Bacaan yang Disediakan ▸

---

Nelayan ke Istana, Minta Alat Tangkap Cantrang tidak Dilarang

  • Bagikan

FAJAR.CO.ID, JAKARTA – Nelayan yang tergabung dalam Aliansi Nelayan Indonesia (ANNI) bertemu dengan Pejabat Kantor Staf Kepresidenan (KSP), di Kompleks Istana Negara untuk menyampaikan hasil kajian dan juga meminta pemerintah segera menghentikan pelarangan alat tangkap cantrang yang sudah sangat merugikan Nelayan.

Rombongan Aliansi Nelayan Indonesia (ANNI) diterima oleh Tenaga Ahli Kedeputian V KSP Riza Damanik bersama Ketua Tim Akademisi Institut Pertanian Bogor (IPB) untuk urusan ini, Nimmi Zulbainarni.

Ketua Aliansi Nelayan Indonesia (ANNI) Riyono menyampaikan, perjuangan nelayan selama ini tidak berbekal “pokoknya”, namun tetap didasarkan kepada kajian untuk kemaslahatan bersama. Dari kajian nelayan, pelarangan penggunaan alat tangkap cantrang oleh Kementerian Kelautan dan Perikanan (KKP) sudah sangat merugikan nelayan Indonesia, padahal dampak buruk yang digembar-gemborkan oleh Menteri KKP jika menggunakan cantran, tidak terbukti.

“Untuk itulah kami mengharap Kementerian Kelautan dan Perikanan (KKP) untuk terbuka dan bersedia untuk duduk bersama membahas berbagai masalah yang ada,” ujar Riyono, di Kantor Staf Presiden (KSP), Jumat (8/9).

---

Daftar Catatan ▸
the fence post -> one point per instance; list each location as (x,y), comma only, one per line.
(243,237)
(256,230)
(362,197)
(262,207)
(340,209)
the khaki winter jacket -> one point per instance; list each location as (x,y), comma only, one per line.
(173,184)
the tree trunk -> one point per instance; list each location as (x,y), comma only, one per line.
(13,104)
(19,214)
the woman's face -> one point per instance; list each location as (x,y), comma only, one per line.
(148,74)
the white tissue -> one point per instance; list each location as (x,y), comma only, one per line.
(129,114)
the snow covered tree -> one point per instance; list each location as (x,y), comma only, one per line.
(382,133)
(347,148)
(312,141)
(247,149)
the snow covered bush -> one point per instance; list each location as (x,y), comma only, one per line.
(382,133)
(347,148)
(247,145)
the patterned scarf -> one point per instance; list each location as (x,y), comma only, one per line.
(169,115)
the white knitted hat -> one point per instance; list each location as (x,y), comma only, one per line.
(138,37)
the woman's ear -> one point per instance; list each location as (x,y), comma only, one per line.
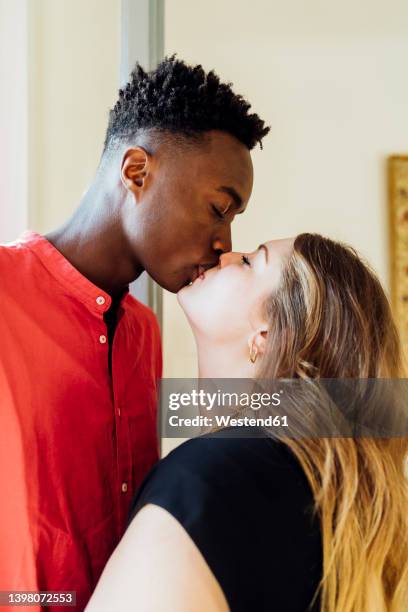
(135,169)
(257,342)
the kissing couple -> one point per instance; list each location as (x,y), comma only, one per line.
(236,523)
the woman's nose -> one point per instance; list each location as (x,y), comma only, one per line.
(227,259)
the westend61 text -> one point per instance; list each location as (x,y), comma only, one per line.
(228,421)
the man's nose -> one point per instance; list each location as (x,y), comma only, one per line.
(222,242)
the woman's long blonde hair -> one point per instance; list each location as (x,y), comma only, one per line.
(330,318)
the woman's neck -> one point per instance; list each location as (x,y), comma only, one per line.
(223,360)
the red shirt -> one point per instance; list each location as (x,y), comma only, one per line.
(75,442)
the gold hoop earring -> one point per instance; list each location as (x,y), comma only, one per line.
(253,354)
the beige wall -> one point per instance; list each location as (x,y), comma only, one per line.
(74,76)
(13,119)
(329,78)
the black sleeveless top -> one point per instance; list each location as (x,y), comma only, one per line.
(247,505)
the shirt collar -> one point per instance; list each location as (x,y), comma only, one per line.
(96,300)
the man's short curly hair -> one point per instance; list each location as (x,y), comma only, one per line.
(183,100)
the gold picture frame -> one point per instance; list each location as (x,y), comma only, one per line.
(398,208)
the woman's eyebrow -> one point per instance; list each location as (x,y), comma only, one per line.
(265,249)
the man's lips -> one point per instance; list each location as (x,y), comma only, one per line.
(200,270)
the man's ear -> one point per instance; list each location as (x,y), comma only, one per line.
(257,340)
(135,169)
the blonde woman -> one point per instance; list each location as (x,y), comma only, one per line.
(259,524)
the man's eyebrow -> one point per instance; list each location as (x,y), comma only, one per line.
(233,193)
(265,248)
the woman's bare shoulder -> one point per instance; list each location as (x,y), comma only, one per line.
(157,567)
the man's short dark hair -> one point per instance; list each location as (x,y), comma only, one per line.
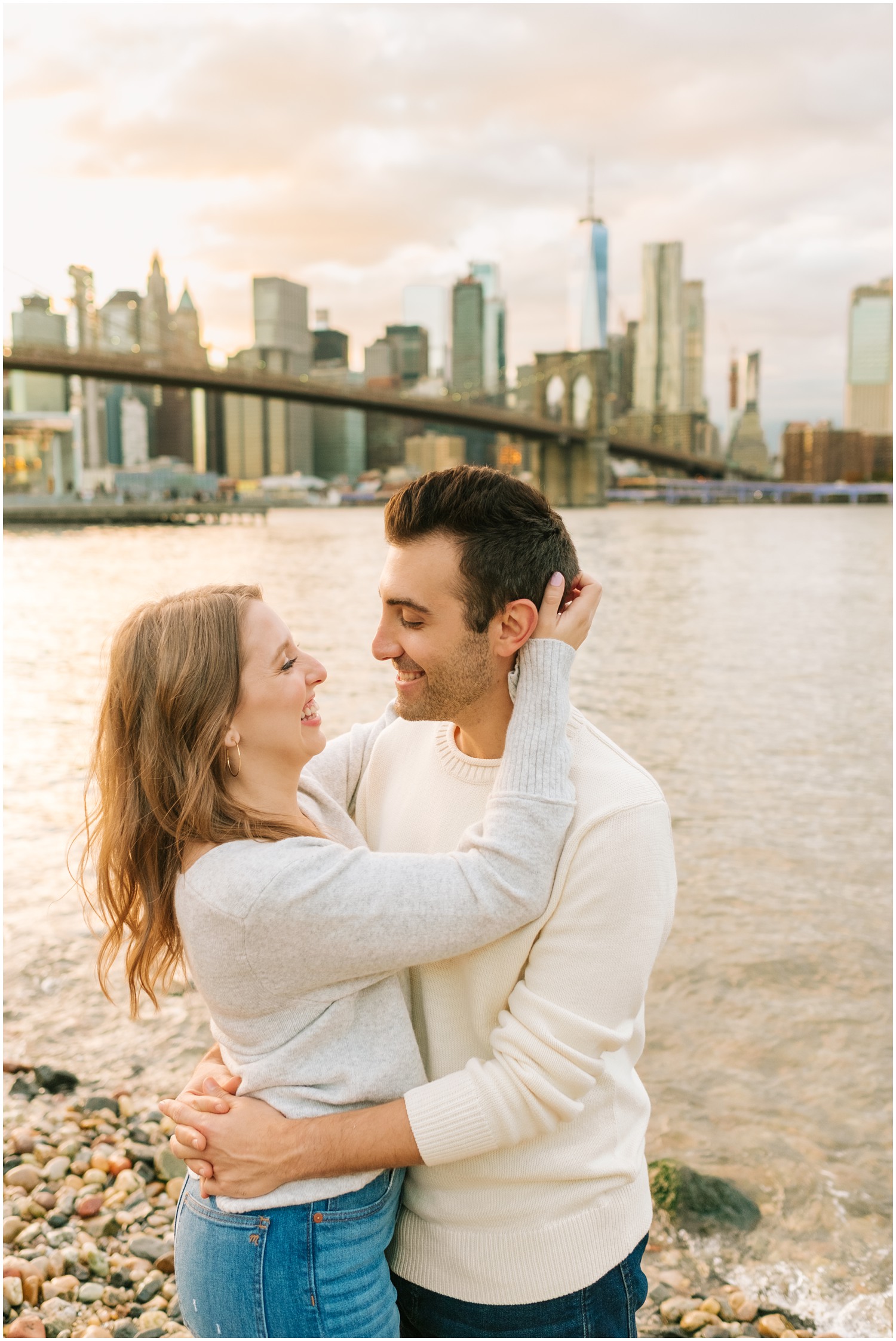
(510,538)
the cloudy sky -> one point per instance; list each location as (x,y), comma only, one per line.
(358,148)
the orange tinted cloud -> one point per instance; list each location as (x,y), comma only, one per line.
(360,148)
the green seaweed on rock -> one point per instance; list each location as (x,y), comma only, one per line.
(698,1202)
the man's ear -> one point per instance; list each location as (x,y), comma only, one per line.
(514,627)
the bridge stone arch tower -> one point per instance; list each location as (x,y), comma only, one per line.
(572,388)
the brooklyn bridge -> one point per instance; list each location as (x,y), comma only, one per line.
(572,456)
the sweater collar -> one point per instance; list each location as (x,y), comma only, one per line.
(479,771)
(461,765)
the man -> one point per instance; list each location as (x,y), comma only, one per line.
(526,1202)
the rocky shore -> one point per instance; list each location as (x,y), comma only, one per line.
(687,1300)
(90,1190)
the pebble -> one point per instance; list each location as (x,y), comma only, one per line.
(695,1318)
(26,1176)
(56,1168)
(718,1315)
(27,1325)
(90,1190)
(773,1325)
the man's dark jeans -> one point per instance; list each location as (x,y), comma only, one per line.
(604,1309)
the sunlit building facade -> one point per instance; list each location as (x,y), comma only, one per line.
(659,367)
(870,369)
(596,286)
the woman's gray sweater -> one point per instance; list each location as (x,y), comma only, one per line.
(298,946)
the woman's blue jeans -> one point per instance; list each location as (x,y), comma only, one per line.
(315,1271)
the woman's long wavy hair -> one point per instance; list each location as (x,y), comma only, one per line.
(157,775)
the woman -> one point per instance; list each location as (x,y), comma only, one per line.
(294,932)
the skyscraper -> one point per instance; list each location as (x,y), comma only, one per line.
(870,370)
(659,368)
(467,332)
(269,436)
(38,325)
(747,447)
(692,321)
(427,306)
(494,326)
(281,311)
(596,285)
(411,346)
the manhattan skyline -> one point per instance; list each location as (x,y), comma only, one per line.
(361,148)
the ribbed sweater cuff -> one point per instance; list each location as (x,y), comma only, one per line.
(447,1120)
(537,756)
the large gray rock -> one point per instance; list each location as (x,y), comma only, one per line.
(698,1202)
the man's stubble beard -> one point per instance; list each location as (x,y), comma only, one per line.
(454,685)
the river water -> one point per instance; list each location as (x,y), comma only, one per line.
(744,656)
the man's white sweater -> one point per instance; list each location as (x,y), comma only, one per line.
(533,1125)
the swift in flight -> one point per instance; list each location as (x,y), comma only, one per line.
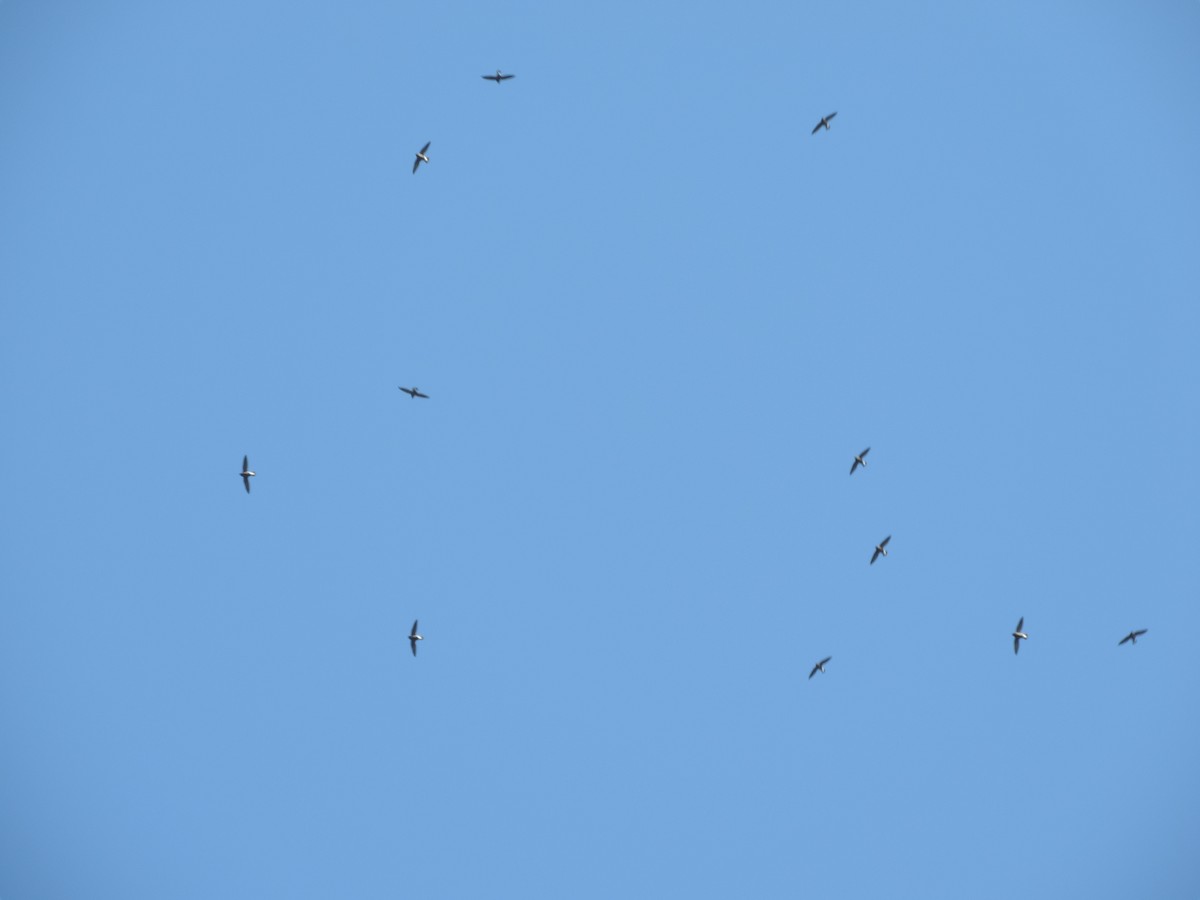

---

Tugas ▸ Salin persis bagian dari bacaan tentang cantrang, mulai dari "FAJAR.CO.ID, JAKARTA –" sampai dengan "sangat merugikan Nelayan.", termasuk kedua batas tersebut. Catatan di atas diambil dari sumber lain.

Jawaban Tugas ▸
FAJAR.CO.ID, JAKARTA – Nelayan yang tergabung dalam Aliansi Nelayan Indonesia (ANNI) bertemu dengan Pejabat Kantor Staf Kepresidenan (KSP), di Kompleks Istana Negara untuk menyampaikan hasil kajian dan juga meminta pemerintah segera menghentikan pelarangan alat tangkap cantrang yang sudah sangat merugikan Nelayan.